* [SUPPLIED DATA]
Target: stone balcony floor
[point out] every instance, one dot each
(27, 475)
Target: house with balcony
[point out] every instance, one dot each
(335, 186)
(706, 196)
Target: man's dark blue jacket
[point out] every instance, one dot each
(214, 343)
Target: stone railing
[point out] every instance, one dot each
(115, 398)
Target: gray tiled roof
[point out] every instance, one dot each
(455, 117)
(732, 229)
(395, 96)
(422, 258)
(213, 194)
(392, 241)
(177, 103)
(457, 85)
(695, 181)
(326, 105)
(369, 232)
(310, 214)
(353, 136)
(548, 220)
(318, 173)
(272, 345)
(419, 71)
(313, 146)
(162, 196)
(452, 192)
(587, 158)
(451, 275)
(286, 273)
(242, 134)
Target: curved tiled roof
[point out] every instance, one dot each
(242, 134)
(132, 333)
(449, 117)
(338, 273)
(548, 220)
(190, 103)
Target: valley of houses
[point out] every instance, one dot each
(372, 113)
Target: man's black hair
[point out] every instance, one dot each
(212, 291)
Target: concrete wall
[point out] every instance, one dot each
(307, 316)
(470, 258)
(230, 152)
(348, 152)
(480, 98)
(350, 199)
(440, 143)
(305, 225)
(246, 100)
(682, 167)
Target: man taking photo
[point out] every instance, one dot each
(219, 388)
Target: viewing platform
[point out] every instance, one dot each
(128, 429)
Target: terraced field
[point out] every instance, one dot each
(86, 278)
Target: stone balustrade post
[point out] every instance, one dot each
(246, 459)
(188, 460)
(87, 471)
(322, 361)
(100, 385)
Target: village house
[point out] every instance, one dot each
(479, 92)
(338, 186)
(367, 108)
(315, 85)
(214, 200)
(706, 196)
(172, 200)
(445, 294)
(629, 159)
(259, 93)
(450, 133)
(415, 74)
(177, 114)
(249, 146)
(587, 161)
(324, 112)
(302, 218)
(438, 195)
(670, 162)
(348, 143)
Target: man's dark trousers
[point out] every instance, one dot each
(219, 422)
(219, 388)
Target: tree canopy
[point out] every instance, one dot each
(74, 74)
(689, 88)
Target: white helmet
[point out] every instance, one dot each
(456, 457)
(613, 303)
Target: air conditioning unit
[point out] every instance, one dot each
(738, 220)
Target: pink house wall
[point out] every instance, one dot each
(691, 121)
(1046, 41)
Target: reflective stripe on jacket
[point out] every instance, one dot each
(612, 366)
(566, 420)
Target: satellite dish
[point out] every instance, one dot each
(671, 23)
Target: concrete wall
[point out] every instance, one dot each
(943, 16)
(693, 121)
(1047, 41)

* [PROBLEM] Return all of the data exactly as it reads.

* [COMPLETE RESPONSE]
Target: stone balcony floor
[point out] every instance, one dot each
(27, 475)
Target: house with balcony
[point out] every instance, one dot each
(335, 186)
(706, 196)
Target: man's dark blue jacket
[point out] every instance, one dot each
(214, 343)
Target: stone railing
[point out] every instance, one dot each
(115, 398)
Target: gray tiled roof
[point out] every instance, one dot each
(455, 117)
(732, 229)
(395, 96)
(422, 258)
(213, 194)
(392, 241)
(177, 103)
(457, 85)
(695, 181)
(326, 105)
(369, 232)
(310, 214)
(353, 136)
(548, 220)
(318, 173)
(272, 345)
(419, 71)
(313, 146)
(162, 196)
(452, 192)
(587, 158)
(451, 275)
(286, 273)
(242, 134)
Target: curved tiled roof
[point out] every instance, one dot each
(242, 134)
(132, 333)
(449, 117)
(338, 273)
(548, 220)
(190, 103)
Target: valley of houses
[point out] every instance, one dot each
(372, 113)
Target: man's black hair
[point out] every instance, one dot each
(212, 291)
Target: concrete wall
[point out] every instance, one dot each
(307, 316)
(470, 258)
(230, 152)
(348, 152)
(480, 98)
(350, 199)
(440, 143)
(305, 225)
(246, 100)
(682, 167)
Target: man taking photo
[point out] every instance, one dot each
(219, 388)
Target: viewing platform
[point out] every instance, one dot each
(128, 429)
Target: terraced field
[point out] every instance, one dot each
(86, 278)
Target: stone balustrade post
[point out] every instance, one dot each
(246, 459)
(188, 460)
(87, 471)
(322, 361)
(100, 385)
Target: village house
[point out] every instance, one dot each
(479, 92)
(338, 186)
(367, 108)
(315, 85)
(214, 200)
(706, 196)
(172, 200)
(445, 294)
(629, 159)
(259, 93)
(450, 133)
(415, 74)
(177, 114)
(249, 146)
(587, 161)
(324, 112)
(302, 218)
(438, 195)
(670, 162)
(348, 143)
Target: man's dark trousers
[point out] every instance, one dot each
(219, 422)
(219, 388)
Target: tree canopy
[point out] every instance, one dot each
(74, 74)
(689, 88)
Target: white helmet
[point out] every instance, one dot each
(456, 457)
(613, 303)
Target: air conditioning unit
[point out] every instance, one dot each
(738, 220)
Target: pink house wall
[point out] every instance, one dot each
(691, 121)
(1046, 41)
Target: reflective stripe on jacket
[point out] every instance, one dot each
(612, 366)
(566, 420)
Target: satellite dish
[point out] every instance, one dot each
(671, 23)
Target: concrete wall
[point out] every instance, one dot each
(943, 16)
(693, 121)
(1047, 41)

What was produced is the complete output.